15Pour autant, selon les propos de Bernard Heidsieck cités ci-avant, cela n’empêche pas qu’advienne l’existence pleine du poème « en tant que poème […] une fois […] retransmis par un support tel qu’un disque vinyle ou un CD ». Si on considère qu’un poème est une œuvre, ce qui me semble être le cas, cela laisse supposer que le support audio est une modalité d’existence de celle-ci, ou plutôt que l’œuvre peut exister comme telle lors de l’écoute de son enregistrement, même si elle ne le peut pas (pas pleinement) dans le livre pour ce qui concerne Bernard Heidsieck. Problématiser plus précisément ce rapport œuvre / performance / enregistrement nous amènerait trop loin ici, je laisse donc ça de côté. Quant à la présence scénique de l’écrit dans les performances de Bernard Heidsieck, Gaëlle Théval ajoute que

la substitution de la petite liasse de feuilles dactylographiées [au livre, qui lui, s’il était présent sur scène] pourrait laisser présumer [l’]existence autonome [du poème] dans ce medium […] désigne alors l’écrit comme accessoire. Le poème n’y figure pas : il est ce qui se déroule dans le moment de sa performance, dont l’écrit fait partie à titre de composante secondaire » (Ibid., p. 123).

## DONNÉES AFFICHÉES
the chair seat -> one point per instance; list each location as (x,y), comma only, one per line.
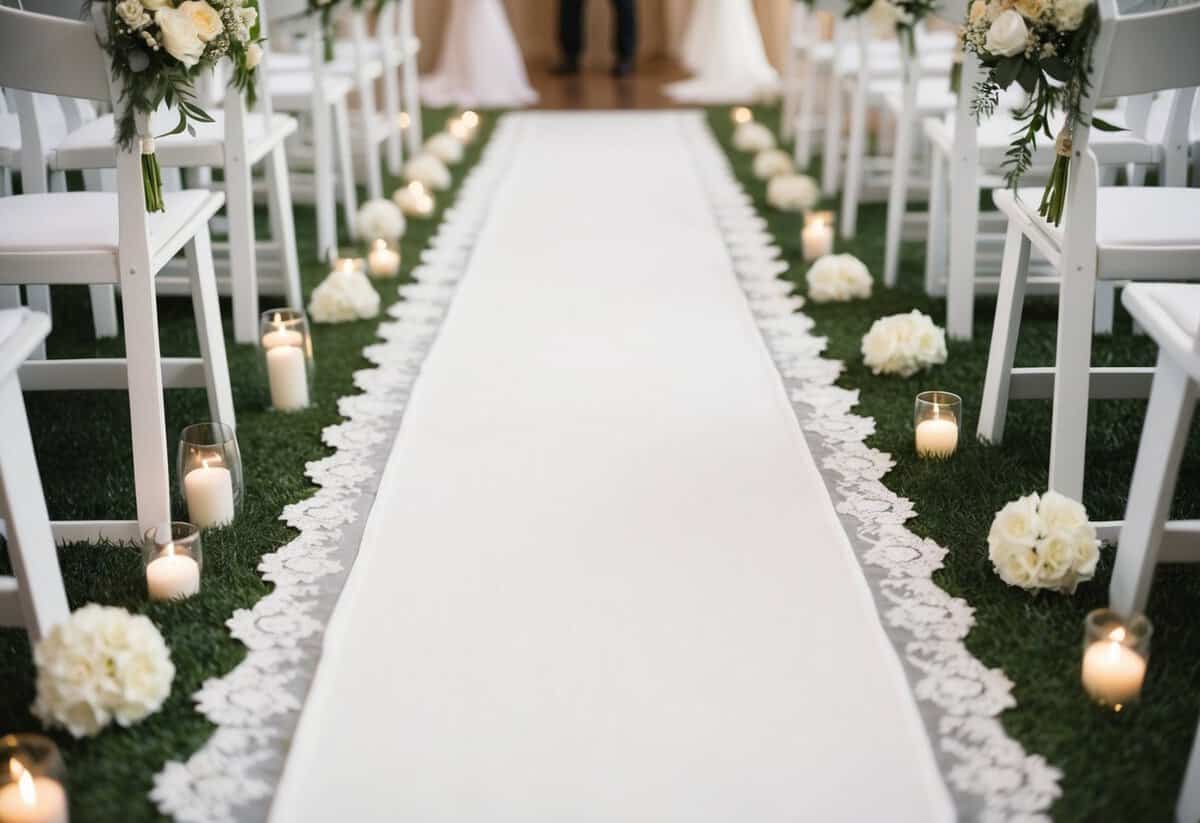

## CONSIGNES DE L'EXERCICE
(A) D'après l'extrait du document, quels supports peuvent retransmettre le poème selon Bernard Heidsieck ?
(B) Quels termes composent le rapport que l'auteur choisit de ne pas problématiser dans l'extrait du document ?

## LES SOLUTIONS
(A) Un disque vinyle ou un CD.

(B) Œuvre, performance, enregistrement.